Imbert: TT in a good place

WALKING TALL: Finance Minister is escorted by policewomen as he makes his way into the Red House on Friday where he delivered the budget mid-year review.  - SUREASH CHOLAI
WALKING TALL: Finance Minister is escorted by policewomen as he makes his way into the Red House on Friday where he delivered the budget mid-year review. - SUREASH CHOLAI

FINANCE Minister Colm Imbert said due to Government’s prudent economic management, TT is in a good place despite the dual shocks of lower energy revenues and covid19.

“There is no question that fiscal 2020 will be exceptionally difficult although the pandemic is expected to fade in the second half of the year allowing for the gradual lifting of the containment measures and a reopening of the economy.

“In 2020, therefore, our objective has been to keep the economy moving, stimulate economic activity, provide financial assistance to individuals and businesses, and keep as many people employed as is possible, including all workers in the public sector.”

He was speaking in the House Friday as he presented the 2020 Supplementary Appropriation and Mid-Year Budget Review. “This...review...is taking place at a time without modern precedent. The pandemic has severely impacted economic activity, which we are addressing with a robust fiscal stimulus and financial support programme.”

WE USED $1B

NOT $20B

He said to finance initiatives to assist various sectors Government will tap the domestic capital market for any necessary resources and this was being facilitated by the recent amendment to the Development Loans Act, which created substantial headroom for funding mechanisms. He reported to date Government has utilised just over $1 billion of the $10 billion available under the act.

● Collected material
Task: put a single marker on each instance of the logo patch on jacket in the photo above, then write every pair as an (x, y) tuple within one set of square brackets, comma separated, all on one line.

● Description of the task
From the article on Imbert's mid-year budget review, list each objective that Imbert says Government set for 2020.

● Exercise result
- Keep the economy moving
- Stimulate economic activity
- Provide financial assistance to individuals and businesses
- Keep as many people employed as is possible, including all workers in the public sector